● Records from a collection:
···
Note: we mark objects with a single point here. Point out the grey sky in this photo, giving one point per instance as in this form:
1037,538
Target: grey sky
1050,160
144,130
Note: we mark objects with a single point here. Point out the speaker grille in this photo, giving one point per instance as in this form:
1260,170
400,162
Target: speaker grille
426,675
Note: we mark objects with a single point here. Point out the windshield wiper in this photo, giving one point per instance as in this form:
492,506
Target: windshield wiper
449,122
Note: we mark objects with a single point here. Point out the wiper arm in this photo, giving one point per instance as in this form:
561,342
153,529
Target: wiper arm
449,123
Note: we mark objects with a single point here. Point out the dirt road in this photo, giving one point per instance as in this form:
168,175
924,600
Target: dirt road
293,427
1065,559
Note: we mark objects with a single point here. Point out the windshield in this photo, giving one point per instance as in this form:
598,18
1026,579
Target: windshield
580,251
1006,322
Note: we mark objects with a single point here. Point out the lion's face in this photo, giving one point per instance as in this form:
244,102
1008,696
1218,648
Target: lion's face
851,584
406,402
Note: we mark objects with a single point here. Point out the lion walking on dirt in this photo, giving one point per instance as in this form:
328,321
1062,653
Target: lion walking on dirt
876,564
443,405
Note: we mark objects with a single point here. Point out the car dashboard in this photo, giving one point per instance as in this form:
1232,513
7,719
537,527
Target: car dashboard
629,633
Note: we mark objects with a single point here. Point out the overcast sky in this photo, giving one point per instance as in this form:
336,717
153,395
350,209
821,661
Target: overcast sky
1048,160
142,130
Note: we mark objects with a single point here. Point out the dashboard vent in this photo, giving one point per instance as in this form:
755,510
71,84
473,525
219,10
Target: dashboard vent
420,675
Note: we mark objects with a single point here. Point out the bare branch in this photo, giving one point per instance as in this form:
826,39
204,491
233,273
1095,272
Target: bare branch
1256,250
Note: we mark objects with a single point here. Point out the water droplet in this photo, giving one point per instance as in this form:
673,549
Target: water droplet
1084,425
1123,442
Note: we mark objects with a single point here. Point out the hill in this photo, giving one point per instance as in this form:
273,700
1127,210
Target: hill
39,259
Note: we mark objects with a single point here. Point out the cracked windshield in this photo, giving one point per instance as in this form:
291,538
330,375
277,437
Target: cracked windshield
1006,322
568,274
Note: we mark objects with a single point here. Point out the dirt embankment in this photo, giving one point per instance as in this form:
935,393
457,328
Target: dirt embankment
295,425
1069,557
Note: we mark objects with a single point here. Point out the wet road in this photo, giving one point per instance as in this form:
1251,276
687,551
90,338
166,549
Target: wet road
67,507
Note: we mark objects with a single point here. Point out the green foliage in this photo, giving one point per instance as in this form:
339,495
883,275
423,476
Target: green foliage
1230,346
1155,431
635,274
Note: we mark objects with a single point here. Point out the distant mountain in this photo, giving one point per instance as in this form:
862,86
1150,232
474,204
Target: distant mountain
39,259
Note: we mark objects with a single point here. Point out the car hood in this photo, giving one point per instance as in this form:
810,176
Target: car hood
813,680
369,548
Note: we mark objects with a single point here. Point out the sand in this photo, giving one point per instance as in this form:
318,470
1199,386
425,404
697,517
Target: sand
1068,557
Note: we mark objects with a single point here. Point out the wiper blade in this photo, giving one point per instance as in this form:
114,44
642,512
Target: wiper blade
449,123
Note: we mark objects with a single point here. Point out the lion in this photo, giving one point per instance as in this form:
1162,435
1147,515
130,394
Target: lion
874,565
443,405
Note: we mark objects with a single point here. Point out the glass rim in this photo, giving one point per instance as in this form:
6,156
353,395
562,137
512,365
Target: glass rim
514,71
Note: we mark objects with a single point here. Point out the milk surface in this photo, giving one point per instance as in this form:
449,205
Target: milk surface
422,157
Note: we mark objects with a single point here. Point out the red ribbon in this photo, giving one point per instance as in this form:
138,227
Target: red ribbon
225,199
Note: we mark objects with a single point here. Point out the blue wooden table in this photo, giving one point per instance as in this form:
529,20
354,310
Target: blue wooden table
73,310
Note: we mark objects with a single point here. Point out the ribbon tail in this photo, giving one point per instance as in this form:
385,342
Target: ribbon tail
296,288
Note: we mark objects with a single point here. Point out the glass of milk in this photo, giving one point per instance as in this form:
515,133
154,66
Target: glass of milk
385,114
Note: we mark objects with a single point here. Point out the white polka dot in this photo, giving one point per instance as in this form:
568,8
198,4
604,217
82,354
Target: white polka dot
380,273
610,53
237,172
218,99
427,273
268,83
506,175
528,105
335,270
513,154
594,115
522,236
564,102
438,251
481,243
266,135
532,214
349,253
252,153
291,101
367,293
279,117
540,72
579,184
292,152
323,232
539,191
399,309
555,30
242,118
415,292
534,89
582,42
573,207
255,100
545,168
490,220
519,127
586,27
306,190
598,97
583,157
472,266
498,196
···
● Exercise directions:
Every entry must be repeated exactly; none may be skipped.

● Answer section:
Note: we mark objects with a single point here. Point out the grey sky in this photo, giving one point per instance as in this form:
1037,538
Target: grey sky
1050,160
144,130
Note: we mark objects with a single point here. Point out the speaker grille in this photo, giving one point per instance as in this form:
1260,170
400,162
Target: speaker grille
426,675
Note: we mark objects with a single point here. Point out the windshield wiper in this photo, giving one point per instance as in this form:
492,506
Target: windshield wiper
449,122
Note: we mark objects with a single point here. Point out the wiper arm in this photo, giving one point per instance as in this form:
561,342
153,529
Target: wiper arm
449,123
Note: we mark objects with a single point here. Point out the dirt road in this photo, giving one point per instance as in this form:
168,175
924,600
Target: dirt road
293,427
1065,559
Note: we mark objects with a single point here. Point out the windshield in this photo, giving one point per instance as in this form:
598,18
1026,579
Target: windshield
580,251
1006,322
Note: we mark objects with a single point here. Point out the lion's face in this photo, giving one point per instance as in this form:
244,102
1008,696
1218,648
Target: lion's face
851,584
406,402
Note: we mark objects with a single point here. Point out the lion walking on dirt in this photo, giving one point per instance as in this form:
328,321
1062,653
Target: lion walking on dirt
876,564
443,405
Note: we mark objects with a single point here. Point out the car dashboard in this photo, giving one point per instance as in this form:
1232,513
7,719
537,527
Target: car dashboard
629,633
Note: we mark objects with a single point here. Point out the overcast sky in this photo, giving one point per instance as in this form:
336,717
153,395
350,209
821,661
Target: overcast sky
1048,160
142,130
Note: we mark objects with a single point here. Point out the dashboard vent in this photo, giving one point per instance as in this form:
755,510
71,84
473,525
219,10
Target: dashboard vent
420,675
Note: we mark objects with a single point here. Point out the bare branch in this photo, giving one point per instance as in this form:
826,39
204,491
233,273
1095,272
Target: bare branch
1256,250
Note: we mark objects with a single point here. Point out the water droplet in this photo, giving one point per instance as in this form:
673,549
Target: water droplet
1084,425
1123,442
Note: we mark objects with a single point here. Point out the hill in this photo, giving one point per instance as in this form:
273,700
1127,210
Target: hill
39,259
Note: we mark objects with a single point here. Point out the cracked windshield in this photo, giving one point per instance as in this form:
291,538
330,375
277,437
Target: cracked windshield
1006,322
568,274
Note: we mark objects with a single point here. Point out the dirt embankment in this photo, giving one point per instance as in this form:
935,393
457,328
Target: dirt embankment
295,425
1069,557
Note: we mark objects with a single point here. Point out the wet road in this photo, giving one point per instance as in this form:
1251,276
687,551
90,338
166,549
Target: wet road
67,507
Note: we mark objects with a single point here. Point out the green foliage in this photo, giving one point per instance as in this form:
339,495
883,275
423,476
Target: green foliage
1230,346
1155,431
635,274
Note: we mark objects with a single point here. Point out the distant mountain in this photo, giving one point per instance as in this form:
862,86
1150,232
474,204
Target: distant mountain
39,259
Note: we mark objects with a single point here. Point out the car hood in this photo, giving one point per instance as in this form:
810,176
Target: car hood
813,680
369,548
Note: we mark objects with a single point here. Point out the sand in this photo, giving one point per instance as in this form:
318,470
1199,386
425,404
697,517
Target: sand
1068,557
Note: we mark objects with a single point here. Point out the wiper blade in this photo, giving one point per instance as in this form:
114,44
642,512
Target: wiper blade
449,123
Note: we mark objects with a single point here. Point out the lion in this photo, giving one point per instance as in this form:
1162,435
1147,515
130,394
Target: lion
874,565
443,405
Note: we mark objects with a single point here. Point out the glass rim in this photo, giving one point per instance as in this form:
6,156
353,395
562,137
512,365
Target: glass rim
514,71
Note: we mark objects with a single point here. Point out the milk surface in this photo, giving one point per instance as in this form:
449,205
Target: milk surface
422,157
Note: we mark objects with a single point here. Point out the red ribbon in this photo, giving one point per instance as in this form:
138,227
Target: red ribbon
225,199
Note: we mark objects with a single point here. Point out the blue wooden table in this photo, giving one point per instance as in this form:
529,20
354,310
Target: blue wooden table
73,310
Note: we mark objects with a single point here. Point out the ribbon tail in this photo, giving one point per instance as in this form:
385,342
Target: ribbon tail
296,288
Note: we mark objects with a single point here. Point out the glass of milk in this photo, giving one point per instance as in this form:
515,133
154,66
Target: glass of milk
385,114
Note: we mark objects with a single point here. Point out the white polka dot in this photo, giving one point per instance as in this form:
568,8
198,4
604,217
82,354
Target: white polka dot
380,273
610,53
237,172
218,99
427,273
268,83
506,175
528,105
335,270
513,154
594,115
522,236
564,102
438,251
481,243
266,135
532,214
349,253
252,153
291,101
367,293
279,117
540,72
579,184
292,152
323,232
539,191
399,309
555,30
242,118
415,292
534,89
582,42
573,207
255,100
545,168
490,220
519,127
586,27
306,190
598,97
583,157
472,266
498,196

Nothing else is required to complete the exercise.